EXTRAIT SOURCE:
Les pieds sur terre

Alain Saustier

To the happy few

     Un soupçon de Chartreuse suffira-t-il à tempérer l'acidité du cocktail de remarques qui suit ? La tonalité générale des discours sur l'utilisation personnelle ou pédagogique de l'ordinateur, émanant le plus souvent d'une élite avertie, me paraît justifier la mise en discussion de quelques orientations souvent acceptées sans réserve, surtout par ceux qui ont la chance (mérite ou privilège) de disposer des matériels et logiciels les plus récents. Il me paraît opportun de reconsidérer quelques-uns des problèmes que soulève l'utilisation de l'informatique dans l'enseignement public d'un point de vue plus proche des réalités.

LA FORME ET LE FOND

     Les ordinateurs sont des machines formelles ; ils sont majoritairement utilisés pour mettre en forme des discours dans des langages divers. Il n'est pas question de contester le soulagement qu'ils peuvent apporter, l'économie d'efforts et de temps qu'ils peuvent procurer quand il s'agit de rendre communicable une pensée, un projet, une demande, une réponse... Il faut avoir longuement peiné, il y a seulement dix ans, sur une parabole ou une sinusoïde tracée à la main, pour apprécier pleinement la dérisoire facilité avec laquelle le plus modeste des grapheurs exécute aujourd'hui cette tâche. Il faut s'être cent fois vu rendre une copie caviardée, truffée de marques rouges et de mentions « Illisible », pour jouir des bienfaits du traitement de texte, passée la dure propédeutique de prise en main du clavier. Il n'est que de voir, partout où il est utilisé, les déblocages de l'expression écrite qu'il déclenche, surtout chez les élèves réputés faibles dans ce domaine. L'utilisation du mode plan, qui n'existe malheureusement que sur les logiciels haut de gamme, est un auxiliaire important dans l'organisation du discours.

     Le revers de la médaille est une tendance, de plus en plus marquée à mesure que l'on s'élève dans l'échelle des études, à ériger la forme, une certaine mise en forme aux canons impitoyables, comme un préalable à toute prise en considération de l'ouvrage. Certains universitaires refusent de s'abaisser à seulement feuilleter un mémoire non imprimé sur laser en Times corps 12. Tout étudiant se doit de travailler sur Macintosh. À tous niveaux, on a tendance à exiger un minimum de présentation des travaux personnels, qui demande lui-même un minimum de matériel... et un maximum de temps. Sachant qu'on peut très facilement retoucher, modifier, améliorer un document produit sur ordinateur, on cultive des exigences de perfection formelle, pour soi et pour les autres, à un degré parfois obsessionnel.

     Consciente ou non, cette attitude a priori peut pervertir l'évaluation ; ses effets sont du même ordre que les préventions d'un correcteur au seul vu d'une écriture manuscrite déplaisante, entendez non conforme à l'idée qu'il se fait d'une graphie convenable. L'ordinateur a ici déplacé, non supprimé, un problème docimologique.

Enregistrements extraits
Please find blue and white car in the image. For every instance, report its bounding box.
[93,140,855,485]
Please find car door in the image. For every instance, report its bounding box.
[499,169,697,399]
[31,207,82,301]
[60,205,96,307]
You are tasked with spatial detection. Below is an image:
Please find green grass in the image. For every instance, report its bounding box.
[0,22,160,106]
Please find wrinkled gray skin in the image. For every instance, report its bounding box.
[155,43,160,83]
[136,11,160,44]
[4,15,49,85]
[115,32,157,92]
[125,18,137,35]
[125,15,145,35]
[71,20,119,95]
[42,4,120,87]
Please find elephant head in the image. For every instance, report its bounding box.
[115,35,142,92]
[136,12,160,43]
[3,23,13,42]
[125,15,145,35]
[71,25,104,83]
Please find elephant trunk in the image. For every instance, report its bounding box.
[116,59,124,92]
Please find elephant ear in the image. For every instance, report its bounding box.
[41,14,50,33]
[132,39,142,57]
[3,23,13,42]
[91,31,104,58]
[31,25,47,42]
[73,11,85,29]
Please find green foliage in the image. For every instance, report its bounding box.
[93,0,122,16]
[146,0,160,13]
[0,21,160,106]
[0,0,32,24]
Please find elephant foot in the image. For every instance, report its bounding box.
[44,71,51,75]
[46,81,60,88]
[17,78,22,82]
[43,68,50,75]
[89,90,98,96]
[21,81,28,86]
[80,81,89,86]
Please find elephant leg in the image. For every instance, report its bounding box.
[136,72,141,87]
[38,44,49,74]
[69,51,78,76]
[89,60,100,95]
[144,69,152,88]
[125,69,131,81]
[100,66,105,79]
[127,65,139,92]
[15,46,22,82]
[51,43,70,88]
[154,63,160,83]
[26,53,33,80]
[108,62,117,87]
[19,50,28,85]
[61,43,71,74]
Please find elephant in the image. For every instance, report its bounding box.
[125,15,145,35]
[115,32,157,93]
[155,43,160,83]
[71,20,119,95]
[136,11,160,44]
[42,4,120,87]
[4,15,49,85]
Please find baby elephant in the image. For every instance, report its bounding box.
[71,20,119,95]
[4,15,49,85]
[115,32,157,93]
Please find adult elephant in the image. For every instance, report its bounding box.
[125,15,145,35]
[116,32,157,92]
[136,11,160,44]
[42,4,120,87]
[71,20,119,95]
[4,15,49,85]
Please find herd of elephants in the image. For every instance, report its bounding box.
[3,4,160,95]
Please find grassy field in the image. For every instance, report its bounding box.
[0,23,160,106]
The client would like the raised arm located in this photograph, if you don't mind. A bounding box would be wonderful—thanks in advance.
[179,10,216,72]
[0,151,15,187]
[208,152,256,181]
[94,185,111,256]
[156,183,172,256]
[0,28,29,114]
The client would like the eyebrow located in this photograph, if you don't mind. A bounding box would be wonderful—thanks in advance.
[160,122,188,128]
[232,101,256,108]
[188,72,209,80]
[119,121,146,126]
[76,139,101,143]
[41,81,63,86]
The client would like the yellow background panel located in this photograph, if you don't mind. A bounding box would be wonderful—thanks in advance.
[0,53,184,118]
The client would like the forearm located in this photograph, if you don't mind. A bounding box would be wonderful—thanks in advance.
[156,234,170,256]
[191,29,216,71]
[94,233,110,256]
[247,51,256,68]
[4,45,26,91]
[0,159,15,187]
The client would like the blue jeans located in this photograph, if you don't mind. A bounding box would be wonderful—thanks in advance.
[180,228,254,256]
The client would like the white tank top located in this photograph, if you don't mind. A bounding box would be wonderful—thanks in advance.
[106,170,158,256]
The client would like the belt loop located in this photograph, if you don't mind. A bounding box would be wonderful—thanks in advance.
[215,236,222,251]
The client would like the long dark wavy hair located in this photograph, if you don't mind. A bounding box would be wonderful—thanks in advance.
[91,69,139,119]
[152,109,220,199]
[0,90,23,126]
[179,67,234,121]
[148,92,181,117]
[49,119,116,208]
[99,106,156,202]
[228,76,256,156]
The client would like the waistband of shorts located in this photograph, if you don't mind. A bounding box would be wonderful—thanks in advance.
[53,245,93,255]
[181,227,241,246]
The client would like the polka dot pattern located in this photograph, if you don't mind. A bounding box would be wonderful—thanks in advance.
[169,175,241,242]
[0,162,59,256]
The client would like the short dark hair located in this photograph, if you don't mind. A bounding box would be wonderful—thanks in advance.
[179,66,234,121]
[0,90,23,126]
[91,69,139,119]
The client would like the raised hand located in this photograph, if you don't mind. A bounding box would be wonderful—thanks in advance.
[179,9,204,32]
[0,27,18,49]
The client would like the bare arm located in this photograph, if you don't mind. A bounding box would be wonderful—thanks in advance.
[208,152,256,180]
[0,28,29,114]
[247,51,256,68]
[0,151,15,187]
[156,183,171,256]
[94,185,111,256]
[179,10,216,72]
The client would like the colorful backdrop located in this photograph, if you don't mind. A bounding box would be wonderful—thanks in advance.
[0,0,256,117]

LISTE DES CONSIGNES:
**1)** Répondez d'après l'extrait :
(a) Sur quels logiciels le mode plan existe-t-il ?
(b) Sur quel ordinateur tout étudiant se doit-il de travailler ?
(c) Qu'est-ce que l'ordinateur a fait d'un problème docimologique ?
**2)** Recopiez, s'il vous plaît, le passage de l'extrait qui commence à « Le revers de » et se termine à « degré parfois obsessionnel. ».

CORRIGÉ PAR CONSIGNE:
**1)**
(a) Uniquement sur les logiciels haut de gamme.
(b) Sur Macintosh.
(c) Il l'a déplacé, sans le supprimer.

**2)**
Le revers de la médaille est une tendance, de plus en plus marquée à mesure que l'on s'élève dans l'échelle des études, à ériger la forme, une certaine mise en forme aux canons impitoyables, comme un préalable à toute prise en considération de l'ouvrage. Certains universitaires refusent de s'abaisser à seulement feuilleter un mémoire non imprimé sur laser en Times corps 12. Tout étudiant se doit de travailler sur Macintosh. À tous niveaux, on a tendance à exiger un minimum de présentation des travaux personnels, qui demande lui-même un minimum de matériel... et un maximum de temps. Sachant qu'on peut très facilement retoucher, modifier, améliorer un document produit sur ordinateur, on cultive des exigences de perfection formelle, pour soi et pour les autres, à un degré parfois obsessionnel.